▶ GOAL OF THE EXERCISE: Write out the listing from the line with "Objective — locate the speckled" to the line with "Target: speckled gold crown", both lines included, exactly and nothing beyond. Leave pictures out.

▶ EXERCISE DATA:
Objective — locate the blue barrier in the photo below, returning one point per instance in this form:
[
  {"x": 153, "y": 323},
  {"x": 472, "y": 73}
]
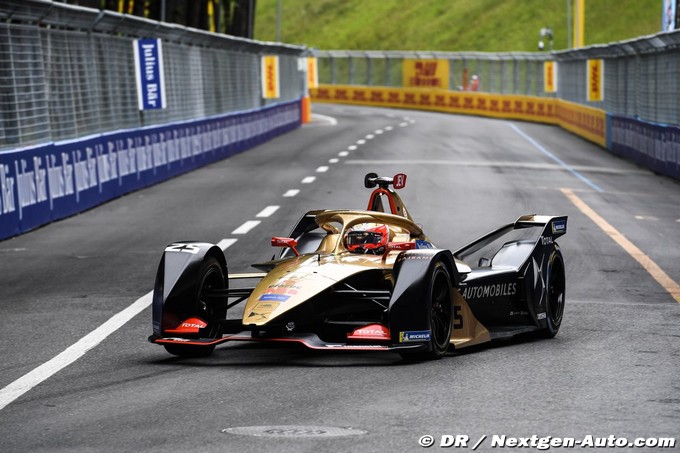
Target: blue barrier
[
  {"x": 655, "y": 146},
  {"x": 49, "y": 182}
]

* * *

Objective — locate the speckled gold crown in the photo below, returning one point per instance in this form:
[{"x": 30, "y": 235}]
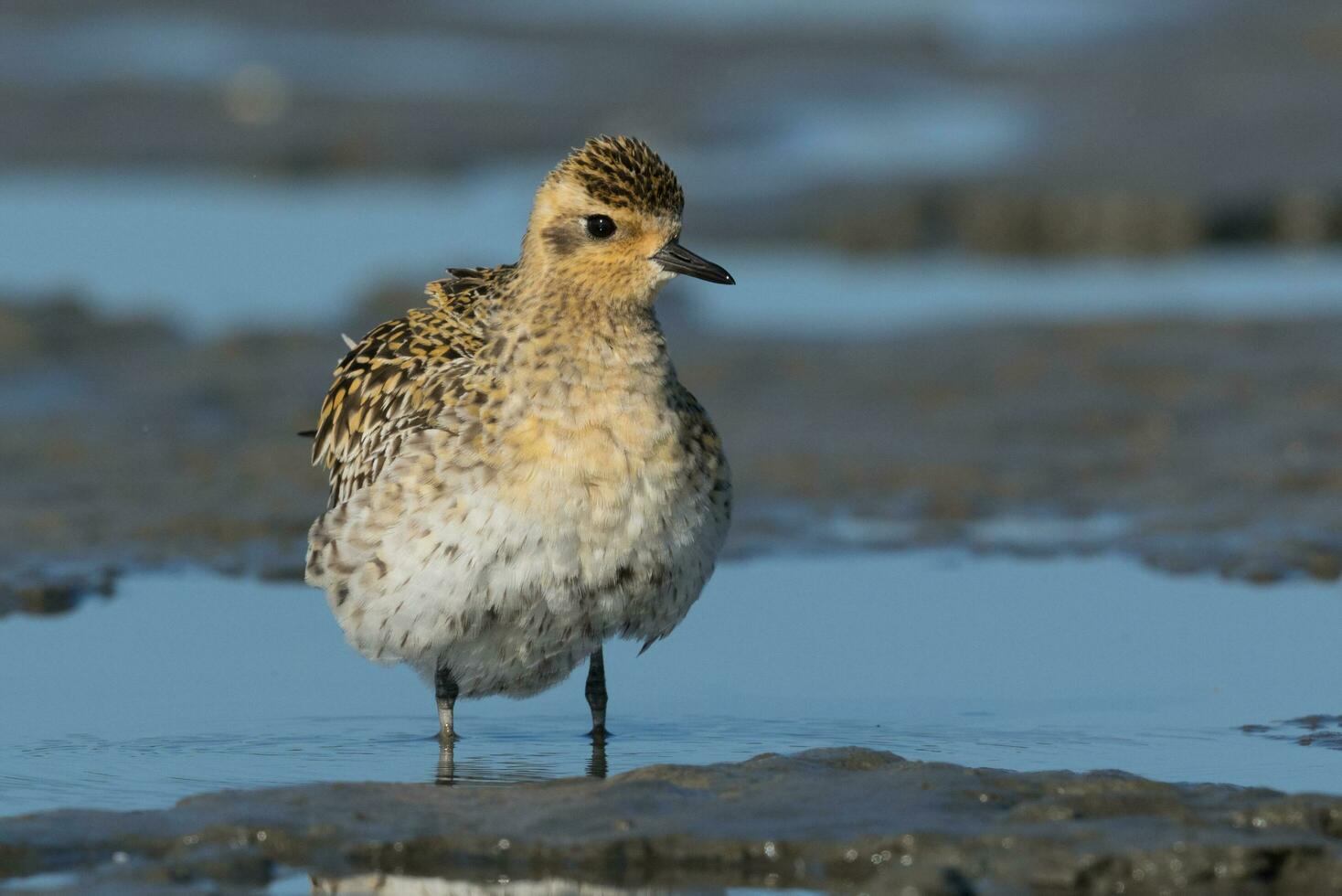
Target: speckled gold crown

▶ EXERCISE RESPONSE:
Objective — locate the speckled gold crown in the photo below, returning one point per instance in this form:
[{"x": 30, "y": 235}]
Target: speckled gold crown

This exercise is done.